• _TASK TO COMPLETE_:
Convert the lines below, from the line containing "Q: innermost point of each instance of the red" through the last line, into a JSON list of strings with one string per line and no blank lines. Leave the pictures out of the answer.

• _EXTRACTED MATERIAL_:
-=-=-=-=-

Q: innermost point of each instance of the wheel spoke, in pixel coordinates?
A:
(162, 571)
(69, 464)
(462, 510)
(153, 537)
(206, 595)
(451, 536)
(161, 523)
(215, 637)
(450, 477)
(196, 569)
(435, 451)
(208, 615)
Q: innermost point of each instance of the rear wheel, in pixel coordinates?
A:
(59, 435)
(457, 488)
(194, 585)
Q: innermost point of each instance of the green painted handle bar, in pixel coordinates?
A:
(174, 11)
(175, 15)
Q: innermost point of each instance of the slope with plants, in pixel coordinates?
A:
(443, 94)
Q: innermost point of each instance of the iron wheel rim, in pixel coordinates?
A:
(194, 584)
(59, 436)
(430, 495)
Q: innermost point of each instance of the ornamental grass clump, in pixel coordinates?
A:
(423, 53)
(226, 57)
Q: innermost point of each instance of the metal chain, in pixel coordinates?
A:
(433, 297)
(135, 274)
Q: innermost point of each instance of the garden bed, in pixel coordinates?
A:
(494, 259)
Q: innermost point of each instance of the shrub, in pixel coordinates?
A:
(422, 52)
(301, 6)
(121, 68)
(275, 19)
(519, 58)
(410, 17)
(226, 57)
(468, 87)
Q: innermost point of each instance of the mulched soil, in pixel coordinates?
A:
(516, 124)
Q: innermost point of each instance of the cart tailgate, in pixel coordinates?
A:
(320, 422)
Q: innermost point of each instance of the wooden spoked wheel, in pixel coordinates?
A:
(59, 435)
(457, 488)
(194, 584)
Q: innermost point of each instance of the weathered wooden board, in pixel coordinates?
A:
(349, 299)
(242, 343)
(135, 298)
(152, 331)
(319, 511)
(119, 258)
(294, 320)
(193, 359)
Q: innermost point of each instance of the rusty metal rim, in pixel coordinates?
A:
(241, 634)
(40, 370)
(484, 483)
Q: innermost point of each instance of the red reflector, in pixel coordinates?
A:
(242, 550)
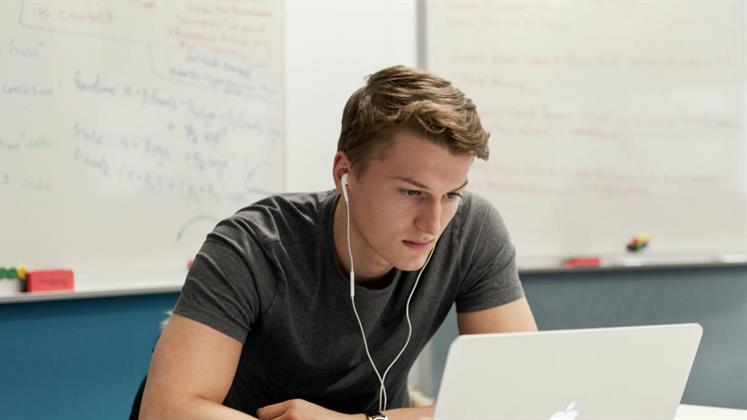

-=-=-=-=-

• _SOLUTION TO THIS PROBLEM_:
[
  "Q: innermost point of each instance of the red reflector, in pixel coordinates?",
  "A:",
  "(242, 550)"
]